— Start SUPPLIED DATA —
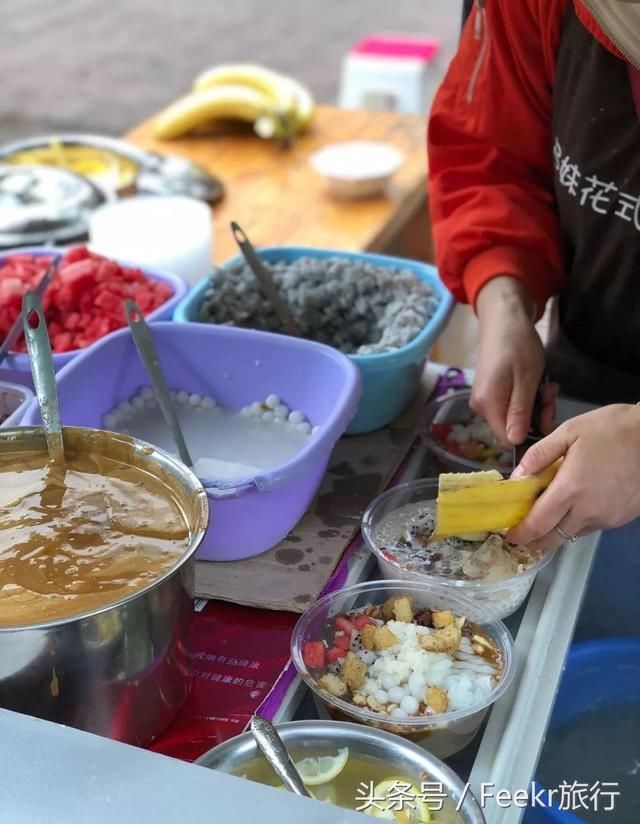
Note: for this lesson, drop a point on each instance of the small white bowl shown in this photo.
(358, 168)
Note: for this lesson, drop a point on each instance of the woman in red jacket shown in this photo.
(534, 149)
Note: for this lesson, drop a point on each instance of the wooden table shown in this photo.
(279, 200)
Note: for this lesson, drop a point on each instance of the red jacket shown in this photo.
(490, 155)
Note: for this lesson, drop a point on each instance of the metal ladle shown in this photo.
(266, 281)
(274, 750)
(149, 356)
(44, 380)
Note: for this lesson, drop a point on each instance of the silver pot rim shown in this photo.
(146, 451)
(470, 810)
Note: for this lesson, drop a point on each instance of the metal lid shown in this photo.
(44, 204)
(156, 173)
(173, 175)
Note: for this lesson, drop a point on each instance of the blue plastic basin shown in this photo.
(389, 380)
(584, 689)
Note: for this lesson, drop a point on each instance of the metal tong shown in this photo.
(149, 356)
(44, 379)
(17, 328)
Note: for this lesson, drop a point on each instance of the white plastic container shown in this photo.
(502, 597)
(357, 168)
(390, 72)
(170, 234)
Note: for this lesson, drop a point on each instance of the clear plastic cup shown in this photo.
(502, 597)
(444, 734)
(453, 408)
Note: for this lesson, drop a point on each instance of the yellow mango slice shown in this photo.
(471, 502)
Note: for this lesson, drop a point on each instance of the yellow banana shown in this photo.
(231, 101)
(291, 99)
(485, 502)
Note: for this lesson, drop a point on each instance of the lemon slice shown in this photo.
(395, 801)
(314, 771)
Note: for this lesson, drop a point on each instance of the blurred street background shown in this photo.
(103, 66)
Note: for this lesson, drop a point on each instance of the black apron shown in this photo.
(595, 354)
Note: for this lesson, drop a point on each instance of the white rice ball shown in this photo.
(409, 705)
(366, 655)
(390, 681)
(396, 694)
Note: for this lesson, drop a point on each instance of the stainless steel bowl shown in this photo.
(120, 670)
(318, 737)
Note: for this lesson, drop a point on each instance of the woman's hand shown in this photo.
(598, 484)
(510, 362)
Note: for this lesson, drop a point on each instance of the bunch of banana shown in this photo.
(277, 105)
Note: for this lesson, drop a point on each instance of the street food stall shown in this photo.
(283, 556)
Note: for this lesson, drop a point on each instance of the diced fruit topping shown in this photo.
(314, 655)
(361, 621)
(342, 641)
(83, 302)
(335, 654)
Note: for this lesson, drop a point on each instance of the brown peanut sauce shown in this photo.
(77, 537)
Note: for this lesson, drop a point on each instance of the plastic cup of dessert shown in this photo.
(503, 597)
(451, 409)
(443, 734)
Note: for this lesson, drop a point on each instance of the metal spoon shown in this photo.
(149, 356)
(44, 380)
(274, 750)
(265, 279)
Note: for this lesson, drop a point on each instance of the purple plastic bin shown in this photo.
(19, 361)
(236, 367)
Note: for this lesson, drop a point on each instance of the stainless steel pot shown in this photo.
(122, 670)
(325, 737)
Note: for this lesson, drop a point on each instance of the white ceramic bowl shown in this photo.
(358, 168)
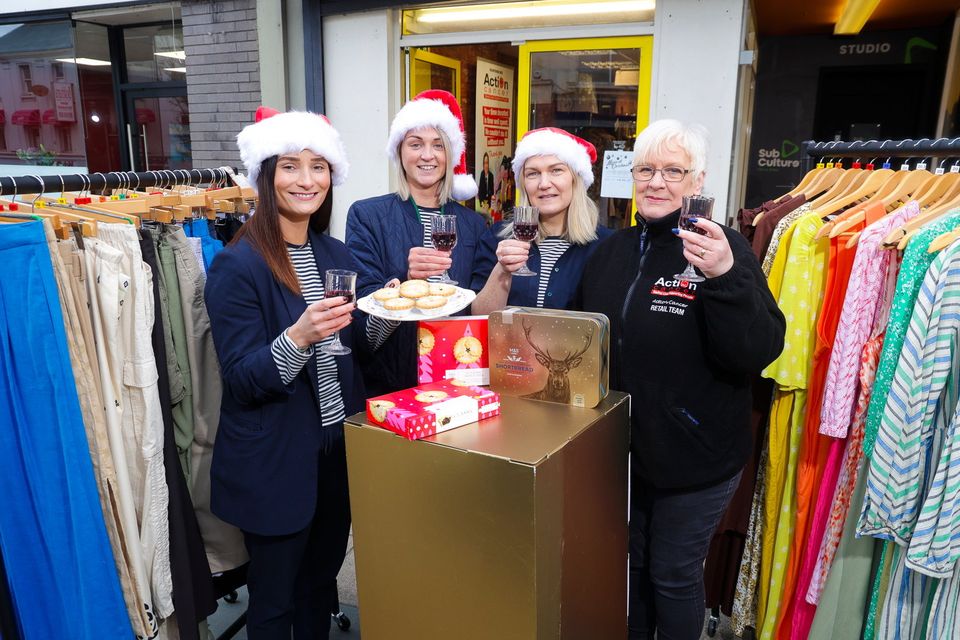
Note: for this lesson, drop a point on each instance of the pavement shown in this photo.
(227, 613)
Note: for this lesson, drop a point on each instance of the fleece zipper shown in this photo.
(633, 285)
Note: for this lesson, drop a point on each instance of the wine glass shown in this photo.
(526, 226)
(443, 232)
(693, 207)
(339, 282)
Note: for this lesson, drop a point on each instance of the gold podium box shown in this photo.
(513, 527)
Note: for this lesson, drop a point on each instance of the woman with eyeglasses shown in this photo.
(685, 351)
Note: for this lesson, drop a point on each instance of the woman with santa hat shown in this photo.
(390, 235)
(279, 466)
(553, 169)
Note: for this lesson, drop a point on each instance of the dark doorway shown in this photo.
(902, 99)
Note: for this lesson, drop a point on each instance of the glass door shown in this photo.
(429, 70)
(158, 130)
(598, 89)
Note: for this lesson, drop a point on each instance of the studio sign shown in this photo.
(865, 49)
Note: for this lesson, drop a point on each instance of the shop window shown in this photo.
(155, 53)
(520, 15)
(26, 81)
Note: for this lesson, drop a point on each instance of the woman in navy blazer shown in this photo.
(279, 465)
(554, 169)
(390, 234)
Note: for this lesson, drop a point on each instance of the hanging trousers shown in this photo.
(52, 536)
(192, 585)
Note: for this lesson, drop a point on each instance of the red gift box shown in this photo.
(432, 408)
(453, 349)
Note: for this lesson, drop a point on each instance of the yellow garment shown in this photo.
(797, 279)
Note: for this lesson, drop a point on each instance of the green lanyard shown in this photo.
(417, 209)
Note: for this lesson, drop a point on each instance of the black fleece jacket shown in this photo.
(684, 351)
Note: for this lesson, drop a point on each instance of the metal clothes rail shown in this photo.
(112, 180)
(880, 149)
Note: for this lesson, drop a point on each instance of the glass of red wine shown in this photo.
(443, 232)
(693, 207)
(526, 226)
(339, 282)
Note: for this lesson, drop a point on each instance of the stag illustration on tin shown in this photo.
(557, 388)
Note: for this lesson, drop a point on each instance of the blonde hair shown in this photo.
(445, 186)
(580, 224)
(661, 136)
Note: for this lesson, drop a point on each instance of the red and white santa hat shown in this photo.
(274, 133)
(575, 152)
(439, 109)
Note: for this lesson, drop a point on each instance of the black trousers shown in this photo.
(292, 579)
(670, 532)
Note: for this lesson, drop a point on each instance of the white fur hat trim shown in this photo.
(292, 132)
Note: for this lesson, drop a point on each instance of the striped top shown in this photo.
(551, 248)
(427, 214)
(290, 360)
(906, 481)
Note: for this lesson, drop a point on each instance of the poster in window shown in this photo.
(63, 98)
(493, 140)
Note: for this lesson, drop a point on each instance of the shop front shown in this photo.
(588, 68)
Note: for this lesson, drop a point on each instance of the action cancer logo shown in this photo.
(782, 158)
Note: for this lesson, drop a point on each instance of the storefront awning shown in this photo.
(26, 118)
(145, 116)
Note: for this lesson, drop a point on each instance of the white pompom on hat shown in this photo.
(575, 152)
(439, 109)
(274, 133)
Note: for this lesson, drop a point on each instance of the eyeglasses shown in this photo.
(669, 174)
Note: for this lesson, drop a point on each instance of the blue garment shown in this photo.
(380, 233)
(269, 444)
(59, 563)
(210, 246)
(523, 291)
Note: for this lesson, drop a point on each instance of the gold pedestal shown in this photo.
(513, 527)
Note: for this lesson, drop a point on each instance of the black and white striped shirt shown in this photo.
(427, 214)
(551, 249)
(290, 360)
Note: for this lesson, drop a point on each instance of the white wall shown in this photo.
(361, 85)
(696, 52)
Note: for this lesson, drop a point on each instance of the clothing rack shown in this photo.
(906, 148)
(112, 180)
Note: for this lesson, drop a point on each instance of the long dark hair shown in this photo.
(262, 230)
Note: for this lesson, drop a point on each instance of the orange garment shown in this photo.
(816, 447)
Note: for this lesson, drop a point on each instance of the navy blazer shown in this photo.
(270, 439)
(380, 233)
(523, 290)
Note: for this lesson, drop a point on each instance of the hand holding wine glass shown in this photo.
(526, 226)
(443, 232)
(694, 207)
(339, 283)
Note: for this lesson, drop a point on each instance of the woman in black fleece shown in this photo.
(685, 352)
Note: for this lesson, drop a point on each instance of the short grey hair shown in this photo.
(444, 188)
(663, 135)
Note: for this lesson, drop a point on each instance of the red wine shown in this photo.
(686, 225)
(444, 240)
(526, 231)
(334, 293)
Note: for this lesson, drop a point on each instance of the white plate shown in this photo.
(460, 300)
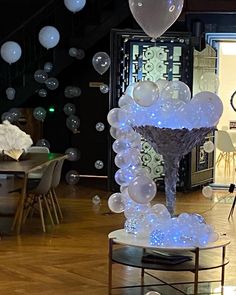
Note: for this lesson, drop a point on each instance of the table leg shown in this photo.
— End SUPPLIED DATA —
STATED TASK: Using the data above, print every line exactly, omitting pictures.

ANSWER BELOW:
Note: for this lesson, drop a point on each instance of the small white bowl shown in this photo.
(358, 168)
Note: for this lesson, drop a point on each instance of the woman in red jacket shown in this photo.
(534, 149)
Note: for this lesson, drop a point on each instance of the wooden table shown in this photo.
(279, 200)
Note: for this lesson, drop a point on each instance of the red jacket shown in this photo.
(490, 155)
Note: for this lesson, drop a point on each instance of the metal ladle shown in this photo.
(266, 281)
(274, 750)
(149, 356)
(44, 380)
Note: for this lesson, drop a point on each instance of the silver pot rim shown in this photo.
(146, 451)
(470, 810)
Note: for this lesson, drop a point on each instance of the metal lid shown in this photo.
(44, 204)
(156, 173)
(173, 175)
Note: for this lesson, drop a point on each instance of the blue plastic basin shown in this photo.
(389, 380)
(584, 689)
Note: for this lesson, drop a point on each instance of the metal tong shown in this photo.
(149, 356)
(44, 379)
(17, 328)
Note: for this lesson, drop a point on each instance of the white plastic container shown in this photo.
(502, 597)
(357, 168)
(390, 72)
(170, 234)
Note: for this lesson, drop a point on each instance of the clear plastic cup shown in this photo.
(502, 597)
(444, 734)
(453, 408)
Note: for this lesson, drop a point on each instance of the yellow mango slice shown in this photo.
(471, 502)
Note: for this lesson, drop a point on each instance of the yellow banana shown in this photo.
(231, 101)
(291, 99)
(485, 502)
Note: for this lesson, drop a point on each instance of the lemon slice shown in this photo.
(395, 801)
(314, 771)
Note: for this lesson, drop a point on each instance of the blurred street background shown in this photo.
(103, 66)
Note: for this lesson, drop a point on each instance of the black apron shown in this photo.
(595, 354)
Note: for this lesson, drop a point on each instance of the white rice ball shown in this photo.
(409, 705)
(366, 655)
(390, 681)
(396, 694)
Note: for this lesson, drop a point on each instance of the stainless steel bowl shown in this photo.
(120, 670)
(318, 737)
Note: for this lesson, drop a point on each instance of the woman's hand shown in this photo.
(598, 484)
(510, 362)
Note: for this lesson, drop a point on each instance of the bunch of banana shown in this photo.
(277, 105)
Note: for this lesson, drop a point on each instance of the street food stall shown in this photo.
(283, 556)
Note: for this lesson, drop a point on each instance of the diced fruit topping shown in this photo.
(314, 655)
(361, 621)
(342, 641)
(83, 302)
(335, 654)
Note: for this lesson, drop a point on each instance of the brown peanut sauce shown in this photo.
(77, 537)
Note: for this lesson, drop a point on each instance of the plastic cup of dessert shown in this photo.
(503, 597)
(451, 409)
(443, 734)
Note: for this lesson, drop a point on each instance of the metal spoon shown in this photo.
(149, 356)
(44, 380)
(274, 750)
(265, 279)
Note: for this lesson, drop a point on each instance of the purple plastic bin shown in this photo.
(19, 361)
(236, 367)
Note: for this lesson, drop a point on each instance of the stainless steel pot shown in this photo.
(122, 670)
(325, 737)
Note: for this lesson, drop a point on each instance of the white ceramic bowl shown in this photo.
(358, 168)
Note: for this lesson, drop a point on each instance of the pavement shown in this photo.
(227, 613)
Note: for this lesson, drop a point on each instance of the fleece zipper shown in this photo.
(633, 285)
Note: for this lesson, drop a point on each instance of the wine glass shown in this photo.
(526, 226)
(443, 232)
(693, 207)
(339, 282)
Note: for this lesson, drop a point on each instance of the gold podium box shown in this photo.
(513, 527)
Note: for this lesson, drop a point on each instance of the woman with eyeglasses shown in this photo.
(685, 351)
Note: for this lesson, drop a point on each instance of the woman with santa hat shown in this photo.
(390, 235)
(279, 466)
(553, 169)
Note: for this lesson, drop a point on each instance of the dark doorway shown in this photo.
(902, 99)
Note: for this lesson, drop a point on each instance of the glass door shown in this photo.
(429, 70)
(158, 130)
(598, 89)
Note: for this lesson, drop a point on each instance of the studio sign shown in this photo.
(865, 49)
Note: for this lesson, drop a point on each instance of the shop window shown in this photo.
(155, 53)
(520, 15)
(26, 81)
Note: for this lesson, drop a point on each instance of the woman in navy blazer shown in this photo.
(279, 465)
(554, 169)
(390, 234)
Note: for this lesson, drop a point on each instance of the hanging trousers shown in this photo.
(52, 536)
(192, 585)
Note: for this lesson, drop a point on each instance of the red gift box shown in this photo.
(432, 408)
(453, 349)
Note: for this lesson, drop a point on each instance of the yellow garment shown in this photo.
(797, 279)
Note: for this lesson, drop a point on each instance of the green lanyard shown in this photo.
(417, 209)
Note: for this lesson, drop a point on each instance of the black fleece jacket shown in this photo.
(684, 351)
Note: for this lesson, drop a point on each instance of the metal clothes rail shown in this photo.
(112, 180)
(880, 149)
Note: for this lesson, drop a point on each instance of the glass of red wine shown in this photo.
(443, 232)
(693, 207)
(526, 226)
(339, 282)
Note: for this lesson, drop a point on each instance of the stag illustration on tin shown in this photo.
(557, 388)
Note: for this lesson, drop a point on each instance of the blonde hair shown in this photo.
(445, 186)
(580, 224)
(661, 136)
Note: for this lesson, drop a point on each instance of the red and white santa hat shown in this photo.
(274, 133)
(575, 152)
(439, 109)
Note: for this lesson, drop a point on each instance of the black trousers shown in this photo.
(292, 579)
(670, 532)
Note: for this lesson, drop a point on each instance of the white fur hat trim shown in this photo.
(292, 132)
Note: for this lesson, drop a point on each instance of the striped top shown in this photo.
(551, 248)
(427, 214)
(290, 360)
(906, 481)
Note: for this lesson, drop a point on each instance of the poster in window shown in this photo.
(63, 98)
(493, 140)
Note: for this lesson, drop a point on each instance of the shop front shown in this photo.
(588, 68)
Note: for this lesson, drop a point on each instance of the action cancer logo shown in this photo.
(782, 158)
Note: for this lesson, drop a point on each instance of the storefront awning shown in this photo.
(26, 118)
(145, 116)
Note: for this lesson, drop a point on each instance of the white pompom on hat shown in this photo.
(575, 152)
(439, 109)
(274, 133)
Note: for this lesson, drop a point on each instance of the eyeglasses shown in this photo.
(669, 174)
Note: for this lesson, drop a point on each instance of the blue garment shown in this photo.
(380, 233)
(269, 444)
(59, 563)
(210, 246)
(523, 291)
Note: for this lesson, drop a point on each instance of the gold pedestal shown in this photo.
(513, 527)
Note: for this lesson, drop a point on each instance of the black and white striped shirt shown in this photo.
(427, 214)
(551, 249)
(290, 360)
Note: for this lesson, drop a point on each instance of the white wall shown in this photo.
(361, 85)
(696, 52)
Note: for this lesson, drop a point on each instance of the clothing rack shown in this photo.
(906, 148)
(112, 180)
Note: for this lesson, drop a point on each instance of the long dark hair shown in this photo.
(262, 230)
Note: for this lesson, drop a point on each instance of the orange garment shown in this photo.
(816, 447)
Note: for this lesson, drop a point on each instance of the navy blazer shown in this photo.
(270, 439)
(380, 233)
(523, 290)
Note: for this lesson, drop a point on each instance of the hand holding wine glass shown in this photo.
(526, 226)
(443, 232)
(694, 207)
(339, 283)
Note: for this lesson, drop a point on each instance of the woman in black fleece shown in this photo.
(685, 352)
Note: for this lesson, drop a point on each instance of the short grey hair shown in this photo.
(444, 188)
(663, 135)
Note: for this lesson, drop a point on each instance of the red wine shown in this photo.
(686, 225)
(444, 240)
(526, 231)
(334, 293)
Note: for this lesson, drop a point on each instance of the white plate shown in this photo.
(460, 300)
Note: for this lesson, drop a point on each instance of the table leg shown in this photo.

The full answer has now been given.